• Work request A:
Based on the Teshima post below, decide whether each statement agrees with it. Answer yes or no for each, and quote the words from the post that settle it.
(i) The new essay was published at The Toast.
(ii) The photo at the top of the essay was taken by the author's wife.
(iii) The author considers the two pieces long enough to form a book.
• Work request B: According to the Teshima post below, what is the literal meaning of 豊玉?
• Work request C: Please output the passage of the Teshima post between "There’s still so" and "and my heart.", inclusive, without changing anything.

• Document excerpt:
● ● ●
I have a new essay at Catapult called “Teshima: On Hearing Loss, My Son, and the Sea“. It’s about my sudden onset single-sided deafness, my son’s heartbeat, languages, art, and the legend of the Japanese shark goddess Princess Toyotama. I’m very, very proud of this piece and I think it’s the best thing I’ve yet written, so I do hope you’ll read it and enjoy it (it’s also my first time to get a professional pay rate as a writer, so I am excited about that, too).
For a long time I’d been trying to write stories about my hearing loss, the overwhelming joy my son gives me, the Princess Toyotama myth, and my life as an English teacher in the Japanese island town of Toyotama (particularly how I communicated with my elementary students through playing), but I never quite found the right way to start them. Then we went to the Heart Archives on Teshima and all those strands wove themselves together.
In the essay, I tried to mimic the uncanny echoes I felt on Teshima, the way the Heart Archives felt so similar to the audiologist office where I had my hearing tested, the clinic where we first heard our son’s heartbeat, and to Shinto shrines with their inner-sanctums and sacred mirrors. And the way Teshima felt so much like Toyotama-town to me, and the feeling of connection I felt when I discovered–at the brilliant artist Sputniko!’s hyper-pop mythology “Teshima 8 Million Lab” installation–that Teshima is also named after Princess Toyotama (Toyotama is 豊玉 in Japanese, literally ‘bountiful jewel.’ Teshima is written 豊島, which literally means ‘bountiful island’ but could also be read to mean ‘Toyotama’s Island’). Not to mention the pure joy of simply holding my son in my arms, and seeing and hearing his heartbeat turned into light, music, and art.
I’ve often said that my short story “How I Defeated the Tolkien Estate” at The Toast is my brain in written form: it’s a perfect distillation of my humor; my personality; geeky obsessions with Tolkien, fantasy, linguistics, storytelling, and meta-narratives; as well as being a satirical take on my time as a graduate student at the University of Chicago.
“Teshima” then is my heart: a love letter to my son, my wife (whose beautiful photo from Teshima heads the essay), art installations, the sea, my students in Japan, Teshima, and Toyotama–both the town where I lived and the goddess whose legend resonates with me (Princess Toyotama is said to be goddess of the sea and of international exchange; and in the legend she is a foreigner on land and her native shape–a shark, dragon, or crocodile, depending on the translation–frightens her earth-deity husband. As a foreign teacher living in Toyotama-town, whose appearance sometimes scared young children to tears, I could relate).
The two pieces are very different, but I think of them as linked, like two sides of the same coin. One fiction, the other non-fiction. One my brain, the other my heart. One grad school, the other my time in Japan. And they’re both culminations of the two kinds of stories I’ve always wanted to write well: the satirical and the lyrical. They’re too short to form a book, but I’d love to someday publish them together in some form.
There’s still so many stories and books I want to write, but I feel a great satisfaction in knowing I’ve written and published those two pieces, my brain and my heart.
● ● ●
Data items
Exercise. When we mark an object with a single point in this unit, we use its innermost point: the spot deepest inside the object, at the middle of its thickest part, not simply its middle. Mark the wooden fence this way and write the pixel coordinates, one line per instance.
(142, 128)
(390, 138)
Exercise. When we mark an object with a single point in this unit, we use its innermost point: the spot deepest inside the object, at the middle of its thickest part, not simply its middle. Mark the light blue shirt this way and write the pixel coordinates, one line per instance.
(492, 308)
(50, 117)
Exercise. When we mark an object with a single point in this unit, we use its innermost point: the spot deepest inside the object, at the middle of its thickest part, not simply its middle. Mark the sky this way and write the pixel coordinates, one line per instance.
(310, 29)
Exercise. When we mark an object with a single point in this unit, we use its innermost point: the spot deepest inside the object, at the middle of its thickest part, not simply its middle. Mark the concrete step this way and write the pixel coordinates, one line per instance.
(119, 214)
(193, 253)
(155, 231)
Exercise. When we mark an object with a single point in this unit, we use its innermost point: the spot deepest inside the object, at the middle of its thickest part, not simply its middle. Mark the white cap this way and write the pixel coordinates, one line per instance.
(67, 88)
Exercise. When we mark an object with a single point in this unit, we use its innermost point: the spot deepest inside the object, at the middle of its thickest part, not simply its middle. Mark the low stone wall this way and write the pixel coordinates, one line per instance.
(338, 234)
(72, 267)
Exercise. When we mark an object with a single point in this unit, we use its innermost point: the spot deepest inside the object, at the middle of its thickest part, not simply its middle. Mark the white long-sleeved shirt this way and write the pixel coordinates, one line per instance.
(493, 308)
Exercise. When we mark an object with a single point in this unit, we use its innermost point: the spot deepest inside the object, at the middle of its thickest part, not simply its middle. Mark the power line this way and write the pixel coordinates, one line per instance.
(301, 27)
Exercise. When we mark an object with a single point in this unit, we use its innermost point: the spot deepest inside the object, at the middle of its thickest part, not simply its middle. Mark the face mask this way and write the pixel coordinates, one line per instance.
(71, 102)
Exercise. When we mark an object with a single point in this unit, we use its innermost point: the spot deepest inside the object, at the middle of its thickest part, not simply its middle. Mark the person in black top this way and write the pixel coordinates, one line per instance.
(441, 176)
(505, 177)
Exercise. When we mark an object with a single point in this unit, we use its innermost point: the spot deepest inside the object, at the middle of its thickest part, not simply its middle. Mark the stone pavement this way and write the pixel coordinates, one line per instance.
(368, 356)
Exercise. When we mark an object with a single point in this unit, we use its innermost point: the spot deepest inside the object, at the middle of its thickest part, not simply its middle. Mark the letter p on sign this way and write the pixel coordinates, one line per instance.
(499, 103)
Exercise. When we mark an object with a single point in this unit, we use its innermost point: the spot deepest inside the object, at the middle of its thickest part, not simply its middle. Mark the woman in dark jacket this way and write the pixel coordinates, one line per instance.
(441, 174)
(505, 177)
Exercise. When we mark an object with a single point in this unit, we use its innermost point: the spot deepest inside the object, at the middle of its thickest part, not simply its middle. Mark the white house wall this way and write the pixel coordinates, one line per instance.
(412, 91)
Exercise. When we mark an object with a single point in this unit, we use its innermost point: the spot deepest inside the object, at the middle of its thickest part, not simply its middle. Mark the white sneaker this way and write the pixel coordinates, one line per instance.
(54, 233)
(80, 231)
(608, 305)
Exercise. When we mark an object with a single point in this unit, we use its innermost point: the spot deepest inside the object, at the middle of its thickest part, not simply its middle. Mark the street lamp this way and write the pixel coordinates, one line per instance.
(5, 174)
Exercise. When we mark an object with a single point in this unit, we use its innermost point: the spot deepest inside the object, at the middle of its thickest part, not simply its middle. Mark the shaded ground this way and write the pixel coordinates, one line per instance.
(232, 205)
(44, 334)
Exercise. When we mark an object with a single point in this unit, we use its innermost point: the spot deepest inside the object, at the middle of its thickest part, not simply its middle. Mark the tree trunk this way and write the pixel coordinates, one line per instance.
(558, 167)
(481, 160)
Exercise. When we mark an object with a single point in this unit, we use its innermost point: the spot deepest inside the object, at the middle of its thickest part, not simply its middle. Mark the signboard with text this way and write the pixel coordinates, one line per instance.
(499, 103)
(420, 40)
● ● ●
• Written reply A:
(i) No: "I have a new essay at Catapult called “Teshima: On Hearing Loss, My Son, and the Sea“."
(ii) Yes: "my wife (whose beautiful photo from Teshima heads the essay)"
(iii) No: "They’re too short to form a book"

• Written reply B: It literally means "bountiful jewel."

• Written reply C:
There’s still so many stories and books I want to write, but I feel a great satisfaction in knowing I’ve written and published those two pieces, my brain and my heart.